#### [Problem]
In the records below, find the line containing "Target: stone column" and retype it and every line after it exactly, adding nothing.

◇ ◇ ◇ ◇ ◇ ◇ ◇

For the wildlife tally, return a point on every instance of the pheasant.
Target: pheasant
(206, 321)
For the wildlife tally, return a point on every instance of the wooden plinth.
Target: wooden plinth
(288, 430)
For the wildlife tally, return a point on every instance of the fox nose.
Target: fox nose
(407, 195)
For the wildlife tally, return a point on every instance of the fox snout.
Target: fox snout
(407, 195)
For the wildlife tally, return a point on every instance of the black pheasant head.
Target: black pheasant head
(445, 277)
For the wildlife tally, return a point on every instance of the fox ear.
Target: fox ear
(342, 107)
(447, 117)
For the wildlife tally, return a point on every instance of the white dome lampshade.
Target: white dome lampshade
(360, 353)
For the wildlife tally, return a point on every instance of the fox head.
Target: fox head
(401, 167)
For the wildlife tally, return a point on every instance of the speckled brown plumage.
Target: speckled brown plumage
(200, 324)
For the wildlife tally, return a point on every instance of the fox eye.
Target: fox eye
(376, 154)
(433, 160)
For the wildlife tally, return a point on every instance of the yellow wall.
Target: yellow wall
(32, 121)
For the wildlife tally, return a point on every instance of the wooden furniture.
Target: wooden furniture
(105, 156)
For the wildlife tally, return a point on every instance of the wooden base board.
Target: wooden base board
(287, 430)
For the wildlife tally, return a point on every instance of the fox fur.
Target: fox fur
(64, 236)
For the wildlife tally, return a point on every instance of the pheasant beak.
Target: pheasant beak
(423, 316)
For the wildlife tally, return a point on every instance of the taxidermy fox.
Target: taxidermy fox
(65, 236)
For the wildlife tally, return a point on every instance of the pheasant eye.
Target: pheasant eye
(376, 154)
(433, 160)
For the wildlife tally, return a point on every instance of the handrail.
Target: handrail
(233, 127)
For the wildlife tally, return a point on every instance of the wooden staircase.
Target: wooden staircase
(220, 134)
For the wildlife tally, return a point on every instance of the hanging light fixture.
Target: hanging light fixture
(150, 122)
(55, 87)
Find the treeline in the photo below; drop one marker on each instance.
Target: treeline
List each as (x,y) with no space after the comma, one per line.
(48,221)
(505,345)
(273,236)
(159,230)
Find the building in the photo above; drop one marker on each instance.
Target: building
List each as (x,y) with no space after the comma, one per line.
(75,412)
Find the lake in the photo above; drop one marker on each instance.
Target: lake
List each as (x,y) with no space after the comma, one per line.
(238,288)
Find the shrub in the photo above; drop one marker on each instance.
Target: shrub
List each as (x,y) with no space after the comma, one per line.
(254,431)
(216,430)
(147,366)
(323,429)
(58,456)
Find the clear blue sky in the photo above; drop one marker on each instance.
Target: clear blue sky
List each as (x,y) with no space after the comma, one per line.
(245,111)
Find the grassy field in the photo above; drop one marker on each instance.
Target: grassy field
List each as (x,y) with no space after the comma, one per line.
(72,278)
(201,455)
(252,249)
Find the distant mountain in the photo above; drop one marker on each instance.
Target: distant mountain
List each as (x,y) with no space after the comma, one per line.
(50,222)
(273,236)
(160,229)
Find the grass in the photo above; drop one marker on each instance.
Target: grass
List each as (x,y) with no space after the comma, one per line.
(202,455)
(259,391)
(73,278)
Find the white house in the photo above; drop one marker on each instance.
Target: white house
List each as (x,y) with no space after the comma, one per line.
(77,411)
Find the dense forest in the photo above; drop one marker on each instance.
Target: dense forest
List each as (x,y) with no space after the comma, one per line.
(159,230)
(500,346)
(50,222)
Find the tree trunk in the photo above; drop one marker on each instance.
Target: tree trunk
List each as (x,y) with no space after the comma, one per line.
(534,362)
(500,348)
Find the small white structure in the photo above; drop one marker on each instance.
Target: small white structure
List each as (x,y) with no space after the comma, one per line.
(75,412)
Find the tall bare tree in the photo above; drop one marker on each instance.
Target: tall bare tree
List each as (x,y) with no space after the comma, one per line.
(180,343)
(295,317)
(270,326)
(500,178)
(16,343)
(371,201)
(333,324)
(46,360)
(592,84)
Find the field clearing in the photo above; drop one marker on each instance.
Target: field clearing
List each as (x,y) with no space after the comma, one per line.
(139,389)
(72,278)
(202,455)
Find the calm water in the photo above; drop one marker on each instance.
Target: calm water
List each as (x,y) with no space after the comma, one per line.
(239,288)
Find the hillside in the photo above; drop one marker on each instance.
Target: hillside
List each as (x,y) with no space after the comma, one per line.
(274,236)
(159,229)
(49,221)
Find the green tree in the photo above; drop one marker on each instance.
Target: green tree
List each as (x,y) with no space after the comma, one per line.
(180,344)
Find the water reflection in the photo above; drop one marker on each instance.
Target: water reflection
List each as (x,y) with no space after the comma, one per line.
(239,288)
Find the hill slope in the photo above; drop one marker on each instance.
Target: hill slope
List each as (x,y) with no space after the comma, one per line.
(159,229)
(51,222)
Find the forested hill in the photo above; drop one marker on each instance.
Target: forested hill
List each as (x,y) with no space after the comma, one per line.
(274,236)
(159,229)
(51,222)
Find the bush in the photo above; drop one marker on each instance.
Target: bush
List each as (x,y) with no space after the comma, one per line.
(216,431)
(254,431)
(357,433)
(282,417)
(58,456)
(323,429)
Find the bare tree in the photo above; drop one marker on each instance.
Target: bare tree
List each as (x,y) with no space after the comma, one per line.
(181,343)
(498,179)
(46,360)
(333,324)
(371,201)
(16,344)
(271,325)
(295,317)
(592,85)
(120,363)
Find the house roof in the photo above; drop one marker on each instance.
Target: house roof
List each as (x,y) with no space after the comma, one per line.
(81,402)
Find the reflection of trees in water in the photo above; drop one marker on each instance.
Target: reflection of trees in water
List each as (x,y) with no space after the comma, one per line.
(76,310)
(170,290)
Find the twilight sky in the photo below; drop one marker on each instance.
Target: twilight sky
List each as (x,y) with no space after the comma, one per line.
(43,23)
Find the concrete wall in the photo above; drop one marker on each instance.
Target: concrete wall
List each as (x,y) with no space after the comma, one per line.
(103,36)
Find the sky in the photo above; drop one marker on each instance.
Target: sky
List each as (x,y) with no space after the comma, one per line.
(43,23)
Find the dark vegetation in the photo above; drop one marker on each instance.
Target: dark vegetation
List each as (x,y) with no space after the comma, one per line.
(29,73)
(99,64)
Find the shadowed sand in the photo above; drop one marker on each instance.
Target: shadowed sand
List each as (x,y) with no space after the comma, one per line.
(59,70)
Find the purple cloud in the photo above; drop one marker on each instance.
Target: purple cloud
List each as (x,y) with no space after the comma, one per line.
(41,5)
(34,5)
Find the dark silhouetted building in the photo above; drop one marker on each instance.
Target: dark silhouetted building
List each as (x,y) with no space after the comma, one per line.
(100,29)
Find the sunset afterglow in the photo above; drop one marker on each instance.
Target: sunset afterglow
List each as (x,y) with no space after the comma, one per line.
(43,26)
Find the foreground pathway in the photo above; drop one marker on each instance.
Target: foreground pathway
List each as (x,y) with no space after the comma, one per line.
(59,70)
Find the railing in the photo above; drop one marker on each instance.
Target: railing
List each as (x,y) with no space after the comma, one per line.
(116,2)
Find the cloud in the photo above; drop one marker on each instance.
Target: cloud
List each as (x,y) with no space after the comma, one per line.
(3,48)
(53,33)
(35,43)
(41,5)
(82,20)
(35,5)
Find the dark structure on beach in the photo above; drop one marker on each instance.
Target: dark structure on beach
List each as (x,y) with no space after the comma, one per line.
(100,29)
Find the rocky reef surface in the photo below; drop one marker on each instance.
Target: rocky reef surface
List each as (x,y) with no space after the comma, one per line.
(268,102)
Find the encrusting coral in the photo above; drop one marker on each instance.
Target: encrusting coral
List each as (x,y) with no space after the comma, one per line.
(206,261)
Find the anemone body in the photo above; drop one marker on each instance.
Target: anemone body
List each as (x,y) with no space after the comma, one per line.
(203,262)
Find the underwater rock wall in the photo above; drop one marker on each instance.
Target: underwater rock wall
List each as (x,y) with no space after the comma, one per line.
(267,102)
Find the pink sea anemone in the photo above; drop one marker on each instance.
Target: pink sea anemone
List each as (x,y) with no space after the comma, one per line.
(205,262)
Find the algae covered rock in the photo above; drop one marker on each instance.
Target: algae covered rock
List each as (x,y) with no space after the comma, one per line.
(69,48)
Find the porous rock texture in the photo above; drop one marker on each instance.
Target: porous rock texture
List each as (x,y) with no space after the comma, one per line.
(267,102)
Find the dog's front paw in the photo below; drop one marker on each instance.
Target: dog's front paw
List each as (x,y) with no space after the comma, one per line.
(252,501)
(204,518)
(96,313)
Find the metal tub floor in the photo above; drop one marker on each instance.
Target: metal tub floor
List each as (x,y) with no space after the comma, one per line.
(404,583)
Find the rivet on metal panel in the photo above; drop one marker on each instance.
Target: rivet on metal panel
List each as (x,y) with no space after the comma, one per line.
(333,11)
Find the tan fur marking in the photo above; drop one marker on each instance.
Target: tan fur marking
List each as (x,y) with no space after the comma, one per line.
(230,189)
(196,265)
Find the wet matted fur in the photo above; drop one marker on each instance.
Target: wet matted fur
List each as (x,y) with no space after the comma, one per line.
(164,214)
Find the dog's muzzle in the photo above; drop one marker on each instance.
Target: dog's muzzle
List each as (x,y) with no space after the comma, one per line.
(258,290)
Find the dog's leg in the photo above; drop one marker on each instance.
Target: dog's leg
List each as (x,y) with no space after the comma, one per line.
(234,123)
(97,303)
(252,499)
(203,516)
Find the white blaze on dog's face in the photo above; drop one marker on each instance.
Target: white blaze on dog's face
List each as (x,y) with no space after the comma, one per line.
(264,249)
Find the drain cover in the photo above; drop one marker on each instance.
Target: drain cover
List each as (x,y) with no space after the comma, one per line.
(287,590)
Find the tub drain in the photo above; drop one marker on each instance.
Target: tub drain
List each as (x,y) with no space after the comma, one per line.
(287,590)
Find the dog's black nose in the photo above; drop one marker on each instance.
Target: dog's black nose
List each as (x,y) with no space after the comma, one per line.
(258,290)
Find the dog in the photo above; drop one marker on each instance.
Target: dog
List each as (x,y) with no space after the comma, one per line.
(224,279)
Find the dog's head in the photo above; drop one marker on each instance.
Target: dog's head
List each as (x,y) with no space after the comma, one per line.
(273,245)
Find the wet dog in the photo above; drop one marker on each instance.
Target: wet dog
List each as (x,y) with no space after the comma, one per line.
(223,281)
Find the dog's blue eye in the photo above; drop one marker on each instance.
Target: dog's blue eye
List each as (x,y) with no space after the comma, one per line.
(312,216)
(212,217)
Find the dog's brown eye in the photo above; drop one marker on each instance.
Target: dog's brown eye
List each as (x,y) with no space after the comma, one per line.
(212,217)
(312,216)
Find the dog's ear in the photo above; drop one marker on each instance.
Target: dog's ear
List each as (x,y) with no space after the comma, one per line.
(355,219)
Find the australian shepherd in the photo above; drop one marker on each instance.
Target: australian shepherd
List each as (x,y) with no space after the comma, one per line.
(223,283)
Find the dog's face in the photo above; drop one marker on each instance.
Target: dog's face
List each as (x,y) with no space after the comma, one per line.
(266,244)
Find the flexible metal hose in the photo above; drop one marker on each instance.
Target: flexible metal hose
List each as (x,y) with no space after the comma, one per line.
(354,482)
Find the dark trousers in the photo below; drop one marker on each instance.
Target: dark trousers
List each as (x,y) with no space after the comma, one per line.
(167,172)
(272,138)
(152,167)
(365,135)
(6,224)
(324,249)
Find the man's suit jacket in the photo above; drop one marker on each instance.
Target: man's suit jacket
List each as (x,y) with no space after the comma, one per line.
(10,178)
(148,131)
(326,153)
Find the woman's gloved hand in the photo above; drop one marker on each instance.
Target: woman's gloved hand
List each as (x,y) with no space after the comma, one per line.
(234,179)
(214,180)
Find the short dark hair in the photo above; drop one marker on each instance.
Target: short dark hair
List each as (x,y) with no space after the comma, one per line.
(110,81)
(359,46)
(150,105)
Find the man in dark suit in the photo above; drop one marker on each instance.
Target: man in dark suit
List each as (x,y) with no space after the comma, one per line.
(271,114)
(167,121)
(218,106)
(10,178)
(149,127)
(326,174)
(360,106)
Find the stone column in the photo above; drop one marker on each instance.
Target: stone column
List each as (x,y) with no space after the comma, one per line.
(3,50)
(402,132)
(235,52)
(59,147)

◇ ◇ ◇ ◇ ◇ ◇ ◇

#### [Task answer]
Target: stone column
List each as (x,y) with no space after the comma, one per line.
(3,50)
(402,132)
(235,52)
(59,147)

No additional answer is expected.